*** Opening DATA FOR ANALYSIS ***

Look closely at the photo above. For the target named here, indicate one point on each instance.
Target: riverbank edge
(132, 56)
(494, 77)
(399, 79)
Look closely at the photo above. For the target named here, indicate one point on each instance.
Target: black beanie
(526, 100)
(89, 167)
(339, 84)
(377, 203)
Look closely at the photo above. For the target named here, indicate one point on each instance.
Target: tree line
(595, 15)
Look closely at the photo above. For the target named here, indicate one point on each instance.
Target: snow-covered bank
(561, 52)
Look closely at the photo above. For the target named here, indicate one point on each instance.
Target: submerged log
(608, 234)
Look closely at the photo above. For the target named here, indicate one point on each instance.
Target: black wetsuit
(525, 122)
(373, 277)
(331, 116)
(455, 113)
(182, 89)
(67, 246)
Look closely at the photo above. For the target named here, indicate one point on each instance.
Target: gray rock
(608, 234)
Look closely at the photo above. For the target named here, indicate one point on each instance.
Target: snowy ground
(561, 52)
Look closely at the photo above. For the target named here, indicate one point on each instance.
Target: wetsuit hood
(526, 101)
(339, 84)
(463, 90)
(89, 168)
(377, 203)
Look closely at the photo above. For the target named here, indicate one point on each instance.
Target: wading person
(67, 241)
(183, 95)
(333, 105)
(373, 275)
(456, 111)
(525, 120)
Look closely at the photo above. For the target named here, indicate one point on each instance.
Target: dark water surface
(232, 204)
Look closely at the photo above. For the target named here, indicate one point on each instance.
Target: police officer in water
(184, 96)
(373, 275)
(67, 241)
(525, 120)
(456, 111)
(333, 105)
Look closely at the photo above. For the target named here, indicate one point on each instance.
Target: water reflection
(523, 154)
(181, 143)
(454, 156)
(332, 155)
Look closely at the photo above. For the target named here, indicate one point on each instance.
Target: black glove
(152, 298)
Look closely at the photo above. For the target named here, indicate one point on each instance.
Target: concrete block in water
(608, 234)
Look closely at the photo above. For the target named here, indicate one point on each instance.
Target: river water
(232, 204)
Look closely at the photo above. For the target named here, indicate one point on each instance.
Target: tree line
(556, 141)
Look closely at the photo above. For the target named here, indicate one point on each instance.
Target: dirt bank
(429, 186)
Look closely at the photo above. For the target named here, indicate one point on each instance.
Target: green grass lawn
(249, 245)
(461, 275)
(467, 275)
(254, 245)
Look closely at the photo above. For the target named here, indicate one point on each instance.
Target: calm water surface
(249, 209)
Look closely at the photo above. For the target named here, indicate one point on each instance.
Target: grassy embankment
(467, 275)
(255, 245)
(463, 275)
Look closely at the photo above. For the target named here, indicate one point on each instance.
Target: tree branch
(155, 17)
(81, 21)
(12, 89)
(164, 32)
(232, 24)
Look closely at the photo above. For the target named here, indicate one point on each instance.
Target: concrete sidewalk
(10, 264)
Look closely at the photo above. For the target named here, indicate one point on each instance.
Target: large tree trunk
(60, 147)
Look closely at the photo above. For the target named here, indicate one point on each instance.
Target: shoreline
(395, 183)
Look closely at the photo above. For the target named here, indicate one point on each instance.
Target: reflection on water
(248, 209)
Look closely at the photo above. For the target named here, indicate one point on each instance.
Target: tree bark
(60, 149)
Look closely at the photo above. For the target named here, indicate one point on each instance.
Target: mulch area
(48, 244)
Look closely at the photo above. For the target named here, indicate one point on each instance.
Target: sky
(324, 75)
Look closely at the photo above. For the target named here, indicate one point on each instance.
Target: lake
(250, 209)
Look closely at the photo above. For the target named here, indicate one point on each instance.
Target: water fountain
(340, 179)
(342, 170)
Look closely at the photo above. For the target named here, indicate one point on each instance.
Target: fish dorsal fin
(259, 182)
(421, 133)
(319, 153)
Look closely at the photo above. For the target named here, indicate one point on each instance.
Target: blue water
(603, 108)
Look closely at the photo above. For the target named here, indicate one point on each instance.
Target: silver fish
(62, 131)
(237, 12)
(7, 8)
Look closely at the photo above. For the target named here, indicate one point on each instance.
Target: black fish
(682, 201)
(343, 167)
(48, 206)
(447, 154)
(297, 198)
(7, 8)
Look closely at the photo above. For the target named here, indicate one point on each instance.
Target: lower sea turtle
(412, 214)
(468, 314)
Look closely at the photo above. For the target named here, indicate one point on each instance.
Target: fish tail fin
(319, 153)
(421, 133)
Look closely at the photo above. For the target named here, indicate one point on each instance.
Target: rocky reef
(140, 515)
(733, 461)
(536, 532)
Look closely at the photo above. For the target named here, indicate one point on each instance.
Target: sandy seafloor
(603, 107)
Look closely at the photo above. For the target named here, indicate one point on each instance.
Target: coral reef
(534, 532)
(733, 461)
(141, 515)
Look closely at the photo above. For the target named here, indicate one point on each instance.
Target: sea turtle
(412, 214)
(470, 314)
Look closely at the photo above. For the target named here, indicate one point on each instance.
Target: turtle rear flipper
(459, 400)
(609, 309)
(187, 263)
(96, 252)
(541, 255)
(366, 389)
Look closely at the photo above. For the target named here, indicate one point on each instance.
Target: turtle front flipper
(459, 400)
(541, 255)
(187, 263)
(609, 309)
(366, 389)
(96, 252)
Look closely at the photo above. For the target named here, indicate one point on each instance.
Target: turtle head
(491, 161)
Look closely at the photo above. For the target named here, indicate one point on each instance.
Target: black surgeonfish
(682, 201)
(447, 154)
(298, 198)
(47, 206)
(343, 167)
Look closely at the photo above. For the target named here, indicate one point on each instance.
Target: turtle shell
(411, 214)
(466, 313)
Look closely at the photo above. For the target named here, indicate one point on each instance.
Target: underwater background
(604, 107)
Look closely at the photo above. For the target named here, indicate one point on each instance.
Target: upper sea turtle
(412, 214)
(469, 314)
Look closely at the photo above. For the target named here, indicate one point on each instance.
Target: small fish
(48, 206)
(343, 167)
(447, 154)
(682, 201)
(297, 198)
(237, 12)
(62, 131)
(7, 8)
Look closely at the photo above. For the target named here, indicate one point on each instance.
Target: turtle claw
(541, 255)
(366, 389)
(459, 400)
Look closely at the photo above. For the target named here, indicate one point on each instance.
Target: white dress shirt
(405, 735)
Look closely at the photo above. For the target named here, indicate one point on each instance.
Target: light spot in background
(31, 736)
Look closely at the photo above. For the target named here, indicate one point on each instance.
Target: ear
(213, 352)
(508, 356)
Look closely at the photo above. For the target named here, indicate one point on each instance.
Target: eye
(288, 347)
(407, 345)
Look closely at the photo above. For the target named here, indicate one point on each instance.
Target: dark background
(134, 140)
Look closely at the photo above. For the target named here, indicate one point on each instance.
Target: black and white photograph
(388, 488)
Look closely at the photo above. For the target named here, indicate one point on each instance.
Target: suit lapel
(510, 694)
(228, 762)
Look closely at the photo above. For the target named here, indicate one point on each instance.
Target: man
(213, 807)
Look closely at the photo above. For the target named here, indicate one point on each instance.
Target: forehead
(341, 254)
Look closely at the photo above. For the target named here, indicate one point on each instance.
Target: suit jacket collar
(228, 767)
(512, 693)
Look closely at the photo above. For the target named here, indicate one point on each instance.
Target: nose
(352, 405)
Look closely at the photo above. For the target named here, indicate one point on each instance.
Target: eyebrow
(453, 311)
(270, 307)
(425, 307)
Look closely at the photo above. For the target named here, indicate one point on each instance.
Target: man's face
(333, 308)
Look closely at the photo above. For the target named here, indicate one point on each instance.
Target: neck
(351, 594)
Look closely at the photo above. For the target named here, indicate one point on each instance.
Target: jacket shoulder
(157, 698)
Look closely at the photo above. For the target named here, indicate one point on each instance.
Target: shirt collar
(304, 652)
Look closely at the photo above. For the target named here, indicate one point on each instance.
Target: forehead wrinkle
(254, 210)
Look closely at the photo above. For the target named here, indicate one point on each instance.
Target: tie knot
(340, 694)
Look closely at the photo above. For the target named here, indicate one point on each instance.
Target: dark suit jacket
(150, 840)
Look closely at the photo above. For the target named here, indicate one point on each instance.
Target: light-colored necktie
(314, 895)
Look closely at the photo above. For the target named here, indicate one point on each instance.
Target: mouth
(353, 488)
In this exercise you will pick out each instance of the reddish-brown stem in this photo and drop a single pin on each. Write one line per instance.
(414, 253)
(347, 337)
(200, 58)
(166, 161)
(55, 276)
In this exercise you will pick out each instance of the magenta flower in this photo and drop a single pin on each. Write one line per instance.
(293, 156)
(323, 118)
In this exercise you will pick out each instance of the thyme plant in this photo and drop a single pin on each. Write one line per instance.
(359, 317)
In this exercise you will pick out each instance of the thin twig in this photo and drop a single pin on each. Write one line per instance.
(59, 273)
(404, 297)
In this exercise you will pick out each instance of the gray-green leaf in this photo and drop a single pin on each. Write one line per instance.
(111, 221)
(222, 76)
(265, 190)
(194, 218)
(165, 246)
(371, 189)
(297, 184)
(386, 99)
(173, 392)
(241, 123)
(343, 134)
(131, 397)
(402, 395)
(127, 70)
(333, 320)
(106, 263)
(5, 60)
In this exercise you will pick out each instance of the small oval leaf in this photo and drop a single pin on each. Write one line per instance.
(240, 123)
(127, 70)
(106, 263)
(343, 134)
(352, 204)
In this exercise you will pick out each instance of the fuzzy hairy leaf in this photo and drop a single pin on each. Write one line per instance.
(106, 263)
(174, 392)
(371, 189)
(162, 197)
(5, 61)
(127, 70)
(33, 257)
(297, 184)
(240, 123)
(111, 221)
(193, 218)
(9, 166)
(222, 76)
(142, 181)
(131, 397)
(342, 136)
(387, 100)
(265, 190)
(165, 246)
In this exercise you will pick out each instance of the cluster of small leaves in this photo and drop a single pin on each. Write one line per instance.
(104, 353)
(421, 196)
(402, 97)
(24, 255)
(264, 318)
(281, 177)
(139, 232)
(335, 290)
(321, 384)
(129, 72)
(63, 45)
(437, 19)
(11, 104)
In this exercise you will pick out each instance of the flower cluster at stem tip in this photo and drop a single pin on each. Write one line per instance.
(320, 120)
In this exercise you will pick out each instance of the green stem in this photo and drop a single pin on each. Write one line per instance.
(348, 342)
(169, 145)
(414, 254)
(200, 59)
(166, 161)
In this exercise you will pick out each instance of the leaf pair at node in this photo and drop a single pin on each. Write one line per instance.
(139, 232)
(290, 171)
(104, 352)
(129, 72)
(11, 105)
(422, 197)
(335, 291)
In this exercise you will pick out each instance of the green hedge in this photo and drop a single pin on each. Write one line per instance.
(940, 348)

*** Closing DATA FOR ANALYSIS ***

Take the line that contains "the green hedge" and every line after it through the end of the listing above, and repeat them exactly.

In this exercise you will pick out each instance of the green hedge in this photo and drop a single pin on each. Write one line per instance.
(940, 348)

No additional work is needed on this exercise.